- [What you will do]: Reproduce every line of the listing below verbatim.

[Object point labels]

--- start ---

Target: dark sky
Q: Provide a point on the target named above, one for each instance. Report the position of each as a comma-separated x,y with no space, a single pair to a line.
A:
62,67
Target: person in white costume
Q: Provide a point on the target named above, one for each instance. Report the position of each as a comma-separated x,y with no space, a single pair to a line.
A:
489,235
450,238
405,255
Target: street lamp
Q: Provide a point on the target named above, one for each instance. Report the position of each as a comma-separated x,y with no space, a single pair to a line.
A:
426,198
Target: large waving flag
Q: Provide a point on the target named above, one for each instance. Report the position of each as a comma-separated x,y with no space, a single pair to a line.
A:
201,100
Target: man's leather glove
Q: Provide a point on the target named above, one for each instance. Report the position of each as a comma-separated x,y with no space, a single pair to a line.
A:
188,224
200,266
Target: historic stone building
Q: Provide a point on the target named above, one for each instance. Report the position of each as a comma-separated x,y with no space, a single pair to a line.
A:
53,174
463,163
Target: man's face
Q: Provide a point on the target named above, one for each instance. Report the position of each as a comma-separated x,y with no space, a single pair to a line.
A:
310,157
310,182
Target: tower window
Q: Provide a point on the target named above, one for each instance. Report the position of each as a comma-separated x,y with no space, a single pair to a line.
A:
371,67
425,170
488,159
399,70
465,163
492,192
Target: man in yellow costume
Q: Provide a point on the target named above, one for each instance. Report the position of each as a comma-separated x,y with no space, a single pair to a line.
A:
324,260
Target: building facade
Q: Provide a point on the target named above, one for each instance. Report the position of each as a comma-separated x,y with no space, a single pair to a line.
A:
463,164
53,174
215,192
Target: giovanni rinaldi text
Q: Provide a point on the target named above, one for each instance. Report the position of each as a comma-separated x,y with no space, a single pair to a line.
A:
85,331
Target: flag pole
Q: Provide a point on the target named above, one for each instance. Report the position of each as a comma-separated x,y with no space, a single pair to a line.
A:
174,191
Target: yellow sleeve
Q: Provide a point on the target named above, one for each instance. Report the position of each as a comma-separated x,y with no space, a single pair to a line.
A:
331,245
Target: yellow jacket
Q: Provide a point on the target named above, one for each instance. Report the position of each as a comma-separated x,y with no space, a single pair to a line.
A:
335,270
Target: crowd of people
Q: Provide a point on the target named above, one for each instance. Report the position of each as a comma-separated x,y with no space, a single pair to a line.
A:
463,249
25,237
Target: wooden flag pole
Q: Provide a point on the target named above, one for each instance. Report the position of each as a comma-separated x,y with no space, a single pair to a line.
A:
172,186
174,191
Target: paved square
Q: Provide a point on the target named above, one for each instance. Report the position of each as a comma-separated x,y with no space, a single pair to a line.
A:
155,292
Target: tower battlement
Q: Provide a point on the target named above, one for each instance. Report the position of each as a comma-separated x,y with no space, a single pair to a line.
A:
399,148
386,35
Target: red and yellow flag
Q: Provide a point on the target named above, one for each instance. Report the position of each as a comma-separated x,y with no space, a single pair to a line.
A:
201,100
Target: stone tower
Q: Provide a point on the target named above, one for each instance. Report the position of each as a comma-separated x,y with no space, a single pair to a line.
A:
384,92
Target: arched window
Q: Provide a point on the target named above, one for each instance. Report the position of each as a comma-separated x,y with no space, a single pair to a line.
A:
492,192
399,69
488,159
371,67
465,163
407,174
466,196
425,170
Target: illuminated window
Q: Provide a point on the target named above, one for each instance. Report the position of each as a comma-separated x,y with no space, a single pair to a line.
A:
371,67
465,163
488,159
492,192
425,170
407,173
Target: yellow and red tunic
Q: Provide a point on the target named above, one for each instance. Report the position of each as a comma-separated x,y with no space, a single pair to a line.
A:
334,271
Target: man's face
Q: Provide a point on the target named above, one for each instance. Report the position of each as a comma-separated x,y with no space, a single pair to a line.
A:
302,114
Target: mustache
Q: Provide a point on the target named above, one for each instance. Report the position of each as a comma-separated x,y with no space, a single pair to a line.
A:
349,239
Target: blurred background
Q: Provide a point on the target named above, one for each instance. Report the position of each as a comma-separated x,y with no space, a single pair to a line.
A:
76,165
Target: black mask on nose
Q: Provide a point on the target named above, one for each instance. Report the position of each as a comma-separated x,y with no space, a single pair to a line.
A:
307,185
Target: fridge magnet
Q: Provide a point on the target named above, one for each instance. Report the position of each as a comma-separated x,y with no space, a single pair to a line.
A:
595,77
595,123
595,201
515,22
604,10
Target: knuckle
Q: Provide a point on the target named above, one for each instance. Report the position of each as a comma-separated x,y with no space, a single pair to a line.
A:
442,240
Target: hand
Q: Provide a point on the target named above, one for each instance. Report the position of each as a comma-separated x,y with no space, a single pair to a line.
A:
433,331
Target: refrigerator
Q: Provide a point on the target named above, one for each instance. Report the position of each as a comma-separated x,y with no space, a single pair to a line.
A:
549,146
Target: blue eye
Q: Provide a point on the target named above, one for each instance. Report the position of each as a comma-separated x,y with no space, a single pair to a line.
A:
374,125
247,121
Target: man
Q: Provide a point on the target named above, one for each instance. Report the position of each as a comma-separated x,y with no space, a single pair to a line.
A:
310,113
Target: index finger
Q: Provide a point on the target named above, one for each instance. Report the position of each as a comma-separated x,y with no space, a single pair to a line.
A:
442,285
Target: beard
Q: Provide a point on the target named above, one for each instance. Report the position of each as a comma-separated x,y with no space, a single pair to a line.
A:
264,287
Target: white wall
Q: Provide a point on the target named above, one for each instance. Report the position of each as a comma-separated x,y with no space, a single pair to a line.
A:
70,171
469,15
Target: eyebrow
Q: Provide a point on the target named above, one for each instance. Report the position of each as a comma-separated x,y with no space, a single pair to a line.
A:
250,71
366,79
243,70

--- end ---

- [The answer]:
Target: dark sky
Q: Provide a point on the target named above, one for each instance. Report the position of each as a comma-separated x,y with no space, a single pair to a line.
A:
62,67
Target: person in white costume
Q: Provide a point on the target named above, one for each instance. Report the position of each as a comma-separated x,y with no space, a single pair to a line.
A:
489,235
450,238
405,255
Target: street lamp
Q: Provide a point on the target named above, one for each instance. Report the position of each as a comma-separated x,y with no space, a single pair to a line.
A:
426,198
Target: large waving flag
Q: Provide a point on the target named above, one for each instance. Report the position of each as a comma-separated x,y with no space, a single pair to a line.
A:
201,100
Target: man's leather glove
Q: Provide a point on the target named above, one for each instance. Report the position of each as a comma-separated x,y with no space, a single pair to a line.
A:
188,224
200,266
Target: historic stone building
Q: Provide a point on the target named above, one for each instance. Report the position of each as a comma-separated x,y with no space, a single pair to a line.
A:
53,174
463,163
Target: man's face
Q: Provide a point on the target named above, one for each instance. Report the position of each as a comma-separated x,y with no space, a single pair to a line.
A:
310,157
310,182
Target: tower window
Q: Provide a point on the target named above, one for each instance. Report the position of each as a comma-separated x,y with no space, a single pair to a line.
A:
371,67
425,170
488,159
399,70
465,163
492,192
Target: man in yellow costume
Q: Provide a point on the target named above, one for each instance. Report the position of each as a comma-separated x,y with no space, a single pair to a line.
A:
324,260
Target: building facade
Q: Provide a point on the target named above, one for each instance. Report the position of each as a comma-separated x,y with no space, a single pair to a line.
A:
463,164
53,174
215,192
Target: giovanni rinaldi text
Q: Provide a point on the target named above, one for each instance. Report the position of each as a comma-separated x,y with no space, a single pair to a line.
A:
85,331
Target: flag pole
Q: Provide a point on the target named above, one for each instance. Report the position of each as a comma-separated x,y with no space, a single pair to a line.
A:
174,191
Target: yellow sleeve
Q: Provide a point on the target named above, one for each instance. Report the position of each as a comma-separated x,y with no space, a single pair to a line.
A:
331,245
Target: yellow jacket
Q: Provide a point on the target named above, one for each instance. Report the position of each as a comma-separated x,y with no space, a single pair to a line.
A:
335,270
Target: crowd of people
Q: Provide a point on the target named above, one for each instance. Report the position of each as a comma-separated x,y with no space, a single pair to a line.
A:
463,249
25,237
Target: wooden flag pole
Q: Provide a point on the target named above, one for each instance. Report the position of each as a comma-separated x,y with no space, a single pair to a line.
A:
172,186
174,191
Target: paved square
Q: Provide a point on the target named above, one for each instance. Report the position of each as a comma-separated x,y with no space, a single pair to a line.
A:
155,292
Target: tower battlement
Q: Provide a point on the target named above, one for each instance. Report the position of each as a comma-separated x,y with no space, a single pair to a line.
A:
399,148
386,35
Target: red and yellow flag
Q: Provide a point on the target named above, one for each instance. Report the position of each as a comma-separated x,y with no space, a single pair to a line.
A:
201,100
Target: stone tower
Q: Provide a point on the target named above, one for each instance. Report the position of each as a comma-separated x,y with no space, a single pair to a line.
A:
384,92
Target: arched window
Q: Provide a point on the target named above, one for each instance. Report the position of each as a comma-separated x,y with no space, a single pair to a line.
A:
492,192
399,69
488,159
371,67
465,163
407,174
466,196
425,170
Target: illuminated window
Q: Provide a point on the target named above, one for each instance. Report the position of each as a comma-separated x,y with no space, a single pair to a line.
A:
371,67
465,163
488,159
492,192
425,170
407,173
Target: yellow and red tunic
Q: Provide a point on the target named above, one for each instance. Report the position of each as a comma-separated x,y with no space, a single pair to a line.
A:
334,271
Target: man's face
Q: Provide a point on the target named above, one for each instance. Report the position of each as a comma-separated x,y with no space, a single pair to a line.
A:
302,114
Target: mustache
Q: Provide a point on the target named above, one for each instance. Report the position of each as a comma-separated x,y with no space, a single pair to a line.
A:
349,239
Target: blurred background
Q: Provide a point on the target named above, one for each instance. Report the position of each as a comma-separated x,y with no space, a single pair to a line.
A:
76,165
Target: black mask on nose
Q: Provide a point on the target named above, one for each instance. Report the position of each as a comma-separated x,y with no space, a single pair to a line.
A:
307,185
Target: fridge magnet
Q: Provide a point on the target named above, one for each instance. Report the position of each as a comma-separated x,y with no space, a single pair to a line.
A:
595,77
595,123
595,201
515,22
604,10
Target: knuckle
Q: Provide a point on the target named above, one for each instance. Report the position of each as a comma-separated x,y with no space, a single pair to a line.
A:
442,240
Target: hand
Q: Provide a point on the target named above, one for each instance. Report the position of each as a comma-separated x,y with no space, a single pair to a line.
A:
433,331
Target: refrigerator
Q: Provide a point on the target named above, one for each instance. Report the position of each as a comma-separated x,y with no space, a single pair to a line.
A:
549,146
Target: blue eye
Q: Provide a point on the target named above, one for each instance. Report the position of each as a comma-separated x,y with no space, a single pair to a line.
A:
374,125
247,121
Target: man
Q: Provide a point on the target named above, one for each instance. Report the position of each as a comma-separated x,y with no space, a single pair to a line.
A:
310,113
Target: index finger
Q: Provide a point on the target named above, one for each instance. Report the position of each as a comma-separated x,y with no space, a single pair to a line.
A:
442,285
Target: beard
Q: Provide a point on the target named above, one for each instance. Report the position of each as a comma-separated x,y with no space, a single pair to a line.
A:
264,287
Target: white wall
Q: Provide a point on the target named above, one for each instance. Report the position of each as a comma-separated x,y with no space, a single pair to a line.
A:
70,171
469,15
Target: eyebrow
Q: Provide a point on the target named above, one for each instance. Report the position of each as a comma-separated x,y with no space, a single pair to a line.
A:
250,71
366,79
243,70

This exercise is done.